[Location identification entries]
====
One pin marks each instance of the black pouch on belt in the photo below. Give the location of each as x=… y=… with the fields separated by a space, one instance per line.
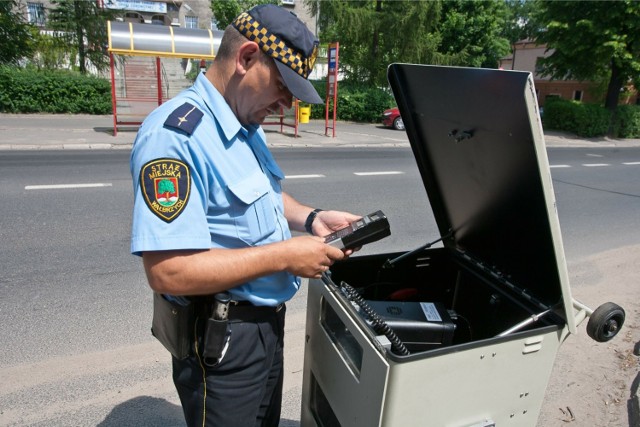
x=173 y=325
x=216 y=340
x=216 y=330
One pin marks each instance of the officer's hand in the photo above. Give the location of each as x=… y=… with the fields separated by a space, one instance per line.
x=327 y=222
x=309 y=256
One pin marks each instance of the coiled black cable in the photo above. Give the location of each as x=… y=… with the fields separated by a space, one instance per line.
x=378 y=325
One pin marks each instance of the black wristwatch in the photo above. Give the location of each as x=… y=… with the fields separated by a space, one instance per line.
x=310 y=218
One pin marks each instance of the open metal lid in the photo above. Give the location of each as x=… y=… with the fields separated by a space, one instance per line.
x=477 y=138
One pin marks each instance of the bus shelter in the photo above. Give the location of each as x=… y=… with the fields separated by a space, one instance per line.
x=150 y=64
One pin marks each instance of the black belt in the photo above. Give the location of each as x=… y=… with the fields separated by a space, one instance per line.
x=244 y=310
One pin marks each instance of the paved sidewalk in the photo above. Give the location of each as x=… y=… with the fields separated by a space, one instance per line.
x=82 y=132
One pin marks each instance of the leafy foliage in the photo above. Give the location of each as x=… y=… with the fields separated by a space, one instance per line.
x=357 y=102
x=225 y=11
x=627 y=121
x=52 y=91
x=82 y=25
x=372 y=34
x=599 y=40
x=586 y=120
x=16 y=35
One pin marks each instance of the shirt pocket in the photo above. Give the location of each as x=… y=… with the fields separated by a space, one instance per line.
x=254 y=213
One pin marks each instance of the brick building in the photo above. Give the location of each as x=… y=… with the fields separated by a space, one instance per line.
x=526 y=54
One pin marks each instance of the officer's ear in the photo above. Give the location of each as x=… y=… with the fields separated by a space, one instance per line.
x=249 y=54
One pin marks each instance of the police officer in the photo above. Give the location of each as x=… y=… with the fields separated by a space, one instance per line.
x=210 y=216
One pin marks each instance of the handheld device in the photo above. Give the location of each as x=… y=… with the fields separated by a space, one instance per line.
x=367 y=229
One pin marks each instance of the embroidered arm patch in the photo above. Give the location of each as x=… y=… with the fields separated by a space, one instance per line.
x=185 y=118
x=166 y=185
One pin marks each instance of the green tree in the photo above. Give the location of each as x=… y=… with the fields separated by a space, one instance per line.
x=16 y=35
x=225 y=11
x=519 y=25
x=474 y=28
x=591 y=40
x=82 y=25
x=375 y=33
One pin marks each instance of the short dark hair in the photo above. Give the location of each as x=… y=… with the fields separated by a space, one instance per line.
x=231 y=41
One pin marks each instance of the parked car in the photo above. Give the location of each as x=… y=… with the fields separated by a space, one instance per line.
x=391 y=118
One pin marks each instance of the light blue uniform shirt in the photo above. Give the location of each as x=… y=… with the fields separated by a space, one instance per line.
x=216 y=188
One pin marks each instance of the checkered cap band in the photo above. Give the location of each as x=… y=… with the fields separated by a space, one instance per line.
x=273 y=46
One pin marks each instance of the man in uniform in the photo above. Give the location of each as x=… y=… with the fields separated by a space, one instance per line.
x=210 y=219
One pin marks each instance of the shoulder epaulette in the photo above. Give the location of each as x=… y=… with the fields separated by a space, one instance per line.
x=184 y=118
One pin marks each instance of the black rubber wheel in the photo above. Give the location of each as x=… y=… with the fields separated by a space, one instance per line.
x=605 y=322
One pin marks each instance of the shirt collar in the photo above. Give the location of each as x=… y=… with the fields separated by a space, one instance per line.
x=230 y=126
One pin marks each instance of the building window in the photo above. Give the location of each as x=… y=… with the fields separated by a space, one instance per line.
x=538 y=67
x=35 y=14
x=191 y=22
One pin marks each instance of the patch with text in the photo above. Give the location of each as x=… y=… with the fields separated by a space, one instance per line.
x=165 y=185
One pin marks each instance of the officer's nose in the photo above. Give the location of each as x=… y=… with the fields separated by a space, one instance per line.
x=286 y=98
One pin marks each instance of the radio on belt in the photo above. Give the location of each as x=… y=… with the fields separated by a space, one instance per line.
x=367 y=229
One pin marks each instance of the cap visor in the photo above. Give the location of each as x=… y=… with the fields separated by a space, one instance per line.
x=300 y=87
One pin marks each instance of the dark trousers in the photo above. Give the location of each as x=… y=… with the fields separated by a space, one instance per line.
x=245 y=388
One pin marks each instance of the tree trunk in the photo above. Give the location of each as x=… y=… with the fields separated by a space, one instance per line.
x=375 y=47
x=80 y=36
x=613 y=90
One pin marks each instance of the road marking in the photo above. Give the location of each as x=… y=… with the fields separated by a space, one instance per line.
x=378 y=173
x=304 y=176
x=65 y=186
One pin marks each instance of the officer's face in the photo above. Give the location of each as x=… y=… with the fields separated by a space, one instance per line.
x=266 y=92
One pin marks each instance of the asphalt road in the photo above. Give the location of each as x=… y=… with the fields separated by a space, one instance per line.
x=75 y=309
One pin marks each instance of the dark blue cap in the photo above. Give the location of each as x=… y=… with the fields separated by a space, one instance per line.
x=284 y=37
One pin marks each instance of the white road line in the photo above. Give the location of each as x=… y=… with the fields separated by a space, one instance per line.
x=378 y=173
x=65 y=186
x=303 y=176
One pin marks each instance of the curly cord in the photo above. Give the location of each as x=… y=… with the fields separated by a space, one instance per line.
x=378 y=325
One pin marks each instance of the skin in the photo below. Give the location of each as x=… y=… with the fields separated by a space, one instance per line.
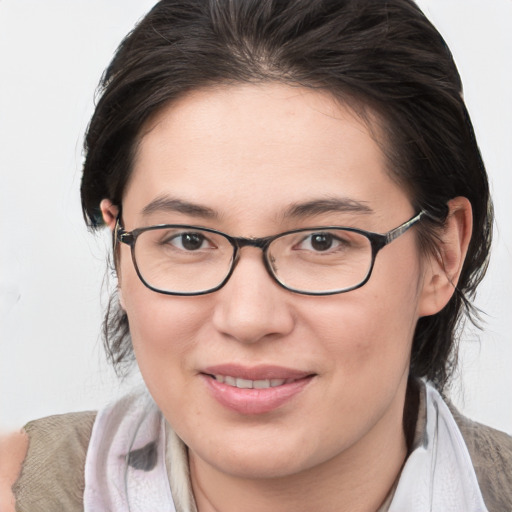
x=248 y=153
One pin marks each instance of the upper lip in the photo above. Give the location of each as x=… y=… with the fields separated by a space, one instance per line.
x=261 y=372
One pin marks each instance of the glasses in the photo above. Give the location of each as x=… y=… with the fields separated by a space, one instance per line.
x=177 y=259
====
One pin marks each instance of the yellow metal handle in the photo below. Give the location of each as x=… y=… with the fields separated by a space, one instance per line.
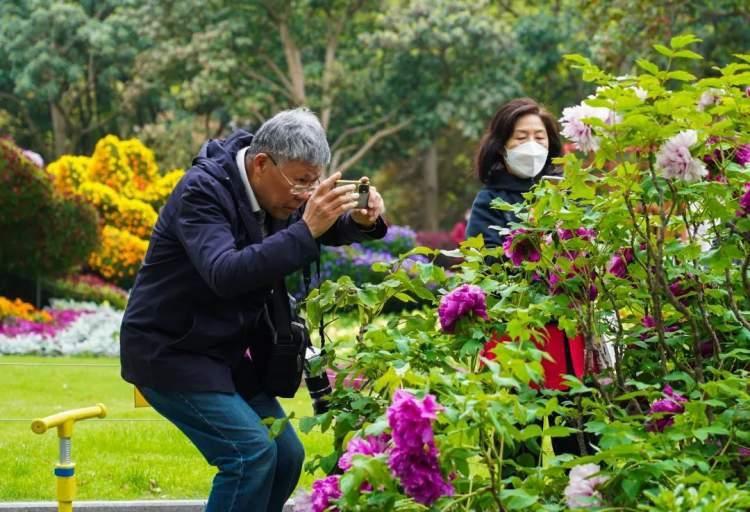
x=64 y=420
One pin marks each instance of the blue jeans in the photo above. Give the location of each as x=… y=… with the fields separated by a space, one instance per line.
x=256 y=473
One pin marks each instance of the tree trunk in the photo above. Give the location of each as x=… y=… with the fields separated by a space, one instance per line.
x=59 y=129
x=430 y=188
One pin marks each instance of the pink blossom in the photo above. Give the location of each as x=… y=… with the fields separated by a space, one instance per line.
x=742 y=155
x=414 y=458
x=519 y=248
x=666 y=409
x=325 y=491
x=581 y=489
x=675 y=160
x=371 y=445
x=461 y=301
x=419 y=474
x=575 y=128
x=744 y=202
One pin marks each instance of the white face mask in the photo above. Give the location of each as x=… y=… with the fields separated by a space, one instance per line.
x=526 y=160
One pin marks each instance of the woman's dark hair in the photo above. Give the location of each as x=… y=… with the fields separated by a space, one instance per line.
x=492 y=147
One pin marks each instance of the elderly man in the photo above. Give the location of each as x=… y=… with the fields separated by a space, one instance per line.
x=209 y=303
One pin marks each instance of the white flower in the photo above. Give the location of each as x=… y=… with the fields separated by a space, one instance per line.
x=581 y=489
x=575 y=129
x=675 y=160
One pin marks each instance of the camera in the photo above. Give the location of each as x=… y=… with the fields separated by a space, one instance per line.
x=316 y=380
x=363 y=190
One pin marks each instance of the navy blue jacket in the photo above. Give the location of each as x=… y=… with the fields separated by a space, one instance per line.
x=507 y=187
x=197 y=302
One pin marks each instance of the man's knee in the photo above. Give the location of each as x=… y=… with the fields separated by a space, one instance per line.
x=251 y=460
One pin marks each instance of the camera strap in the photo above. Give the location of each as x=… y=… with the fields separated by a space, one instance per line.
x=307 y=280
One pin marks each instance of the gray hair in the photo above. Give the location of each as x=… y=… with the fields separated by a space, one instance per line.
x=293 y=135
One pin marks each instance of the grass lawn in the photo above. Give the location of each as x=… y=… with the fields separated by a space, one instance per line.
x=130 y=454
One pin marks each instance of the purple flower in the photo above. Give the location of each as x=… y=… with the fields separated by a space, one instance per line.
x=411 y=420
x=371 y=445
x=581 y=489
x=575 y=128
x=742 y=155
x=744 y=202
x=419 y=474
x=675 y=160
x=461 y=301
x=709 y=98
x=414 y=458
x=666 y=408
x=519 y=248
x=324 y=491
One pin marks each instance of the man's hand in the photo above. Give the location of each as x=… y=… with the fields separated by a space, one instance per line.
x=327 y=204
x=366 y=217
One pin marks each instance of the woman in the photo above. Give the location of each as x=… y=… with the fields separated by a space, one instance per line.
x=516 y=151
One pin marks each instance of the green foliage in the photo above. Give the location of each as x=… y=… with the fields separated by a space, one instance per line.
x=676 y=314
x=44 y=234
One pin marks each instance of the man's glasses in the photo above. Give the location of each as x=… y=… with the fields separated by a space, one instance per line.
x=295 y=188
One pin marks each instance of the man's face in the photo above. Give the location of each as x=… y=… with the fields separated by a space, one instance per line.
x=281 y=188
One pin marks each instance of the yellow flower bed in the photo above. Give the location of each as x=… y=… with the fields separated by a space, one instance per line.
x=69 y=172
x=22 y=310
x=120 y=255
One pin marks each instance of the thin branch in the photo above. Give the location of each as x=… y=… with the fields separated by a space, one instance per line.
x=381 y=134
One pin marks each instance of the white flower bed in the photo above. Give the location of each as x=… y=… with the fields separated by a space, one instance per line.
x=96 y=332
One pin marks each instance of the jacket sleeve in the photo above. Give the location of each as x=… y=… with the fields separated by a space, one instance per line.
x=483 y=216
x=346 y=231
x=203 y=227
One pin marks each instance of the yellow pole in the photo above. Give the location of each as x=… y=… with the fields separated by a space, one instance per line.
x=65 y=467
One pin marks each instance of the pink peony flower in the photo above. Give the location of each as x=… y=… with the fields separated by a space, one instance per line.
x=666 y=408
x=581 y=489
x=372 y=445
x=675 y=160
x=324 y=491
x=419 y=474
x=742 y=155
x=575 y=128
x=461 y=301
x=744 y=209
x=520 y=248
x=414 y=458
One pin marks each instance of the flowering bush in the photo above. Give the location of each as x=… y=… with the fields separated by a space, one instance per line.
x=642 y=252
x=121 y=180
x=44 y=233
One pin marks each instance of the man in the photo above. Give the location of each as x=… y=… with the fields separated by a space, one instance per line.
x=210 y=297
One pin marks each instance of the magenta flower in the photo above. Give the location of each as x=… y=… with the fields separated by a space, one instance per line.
====
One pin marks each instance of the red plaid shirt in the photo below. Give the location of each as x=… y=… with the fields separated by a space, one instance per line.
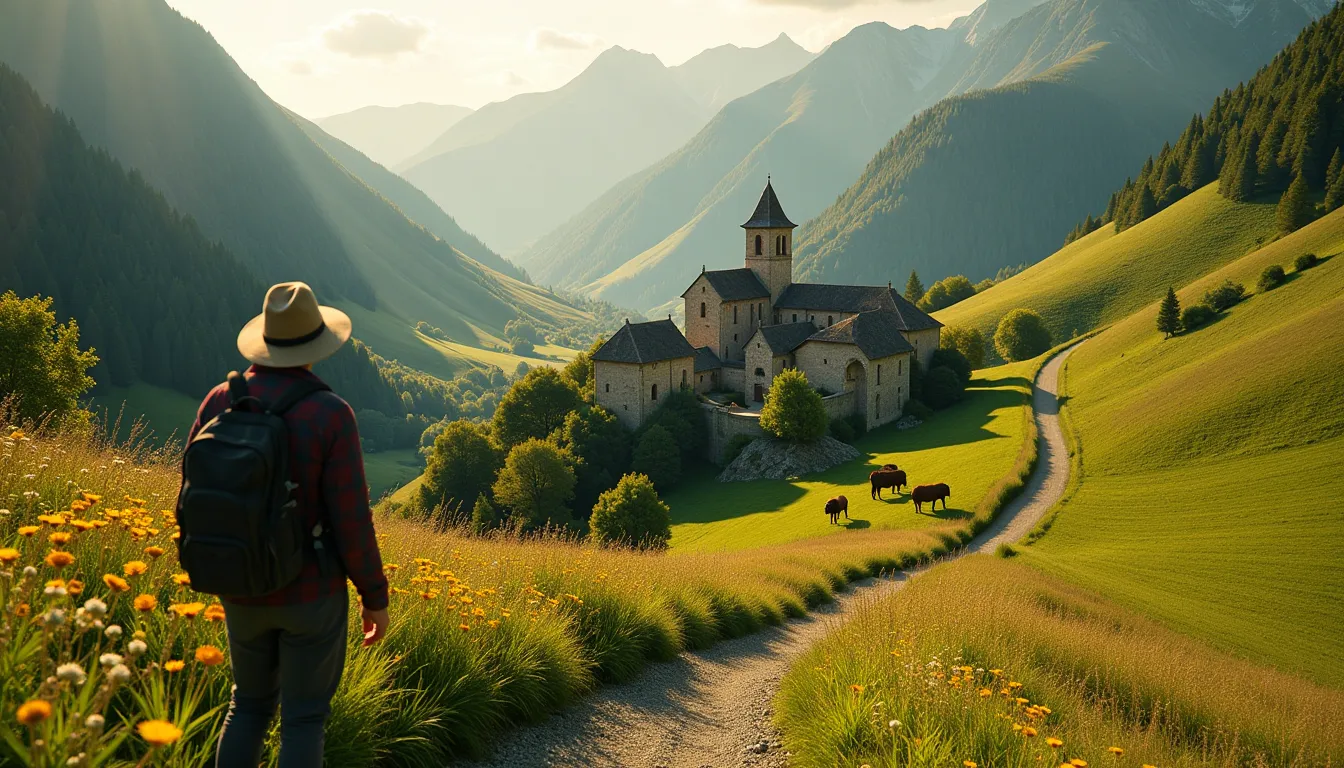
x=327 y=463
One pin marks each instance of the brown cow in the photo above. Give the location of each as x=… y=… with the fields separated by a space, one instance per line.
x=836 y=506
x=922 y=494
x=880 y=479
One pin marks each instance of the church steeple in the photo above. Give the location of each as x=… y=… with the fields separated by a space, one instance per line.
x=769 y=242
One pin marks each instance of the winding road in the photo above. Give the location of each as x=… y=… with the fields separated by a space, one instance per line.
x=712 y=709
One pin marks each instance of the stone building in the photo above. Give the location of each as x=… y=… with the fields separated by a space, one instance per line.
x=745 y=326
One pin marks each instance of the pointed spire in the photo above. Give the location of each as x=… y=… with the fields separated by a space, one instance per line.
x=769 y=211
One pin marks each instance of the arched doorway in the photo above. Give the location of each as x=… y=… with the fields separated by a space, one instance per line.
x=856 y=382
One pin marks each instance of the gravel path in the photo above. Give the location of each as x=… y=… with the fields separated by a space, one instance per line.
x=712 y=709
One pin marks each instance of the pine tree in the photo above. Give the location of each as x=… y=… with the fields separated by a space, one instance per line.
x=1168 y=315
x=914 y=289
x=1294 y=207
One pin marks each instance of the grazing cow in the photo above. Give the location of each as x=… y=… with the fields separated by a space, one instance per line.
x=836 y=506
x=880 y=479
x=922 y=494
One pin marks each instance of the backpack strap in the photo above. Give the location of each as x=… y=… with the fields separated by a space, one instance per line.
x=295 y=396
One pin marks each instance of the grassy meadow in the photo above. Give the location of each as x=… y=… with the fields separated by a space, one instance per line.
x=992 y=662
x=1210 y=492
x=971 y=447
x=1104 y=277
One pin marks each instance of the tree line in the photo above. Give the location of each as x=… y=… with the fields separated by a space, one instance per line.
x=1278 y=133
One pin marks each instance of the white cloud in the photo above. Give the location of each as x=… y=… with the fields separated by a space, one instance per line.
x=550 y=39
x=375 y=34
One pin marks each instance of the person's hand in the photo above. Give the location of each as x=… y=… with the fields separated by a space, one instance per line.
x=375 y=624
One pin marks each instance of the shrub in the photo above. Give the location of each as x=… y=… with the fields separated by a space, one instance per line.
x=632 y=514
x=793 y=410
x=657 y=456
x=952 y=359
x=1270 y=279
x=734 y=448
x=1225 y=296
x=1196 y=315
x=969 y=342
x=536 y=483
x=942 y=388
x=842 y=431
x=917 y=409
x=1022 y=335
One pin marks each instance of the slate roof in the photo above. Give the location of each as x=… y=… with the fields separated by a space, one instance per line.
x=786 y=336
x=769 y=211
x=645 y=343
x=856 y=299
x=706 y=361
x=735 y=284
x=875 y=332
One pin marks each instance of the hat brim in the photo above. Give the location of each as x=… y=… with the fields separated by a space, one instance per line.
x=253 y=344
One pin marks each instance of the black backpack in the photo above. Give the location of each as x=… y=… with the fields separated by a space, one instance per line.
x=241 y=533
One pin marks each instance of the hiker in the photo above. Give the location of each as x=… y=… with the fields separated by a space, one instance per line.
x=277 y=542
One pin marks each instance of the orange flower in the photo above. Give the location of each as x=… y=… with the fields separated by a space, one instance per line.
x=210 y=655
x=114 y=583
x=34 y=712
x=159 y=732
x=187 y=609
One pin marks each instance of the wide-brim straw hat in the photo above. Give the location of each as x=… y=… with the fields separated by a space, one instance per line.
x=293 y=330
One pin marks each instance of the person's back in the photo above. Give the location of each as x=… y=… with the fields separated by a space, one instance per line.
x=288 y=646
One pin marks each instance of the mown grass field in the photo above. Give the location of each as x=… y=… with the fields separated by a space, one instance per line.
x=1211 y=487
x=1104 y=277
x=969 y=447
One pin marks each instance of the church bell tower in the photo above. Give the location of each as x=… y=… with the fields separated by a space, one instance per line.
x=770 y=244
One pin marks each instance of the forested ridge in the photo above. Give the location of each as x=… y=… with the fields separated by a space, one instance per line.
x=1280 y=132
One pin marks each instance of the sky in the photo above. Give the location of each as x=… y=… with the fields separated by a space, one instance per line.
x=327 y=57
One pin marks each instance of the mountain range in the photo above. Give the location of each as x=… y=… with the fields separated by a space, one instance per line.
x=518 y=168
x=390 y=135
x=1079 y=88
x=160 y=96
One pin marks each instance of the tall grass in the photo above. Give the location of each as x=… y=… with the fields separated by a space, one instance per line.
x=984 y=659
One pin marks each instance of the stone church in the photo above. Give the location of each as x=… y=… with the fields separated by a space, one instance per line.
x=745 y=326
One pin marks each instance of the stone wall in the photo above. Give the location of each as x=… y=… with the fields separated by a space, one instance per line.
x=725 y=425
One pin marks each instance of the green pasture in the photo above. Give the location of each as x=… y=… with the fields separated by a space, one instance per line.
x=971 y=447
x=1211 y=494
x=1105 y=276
====
■ **THE PROBLEM**
Reproduce, unchanged, the stretch of the entries above from the line containing "One pin marks each instance of the jacket" through the line containing "x=210 y=297", including both of those lines.

■ **FULL OUTPUT**
One pin marks each instance of the jacket sleeve in the photo above. Give the location of each as x=… y=… with the fields separated by a space, one instance per line.
x=483 y=216
x=346 y=231
x=203 y=227
One pin marks each instance of the yellow pole in the photo above. Give the location of each as x=… y=… with the fields separated by a space, one instance per line.
x=65 y=467
One pin marks each instance of the pink peony flower in the photo above. Give the location of each as x=… y=… with the fields separated by a space, one instance per line.
x=666 y=408
x=581 y=489
x=372 y=445
x=675 y=160
x=324 y=491
x=419 y=474
x=742 y=155
x=575 y=128
x=461 y=301
x=744 y=209
x=520 y=248
x=414 y=458
One pin marks each instance of the flowering bush in the photo above. Give the location of each as x=… y=… with the fields separated by a space, one instance per line.
x=642 y=252
x=121 y=180
x=44 y=233
One pin marks each instance of the man in the photo above. Give the location of each as x=… y=… with the fields separated by a space, one instance per line.
x=210 y=297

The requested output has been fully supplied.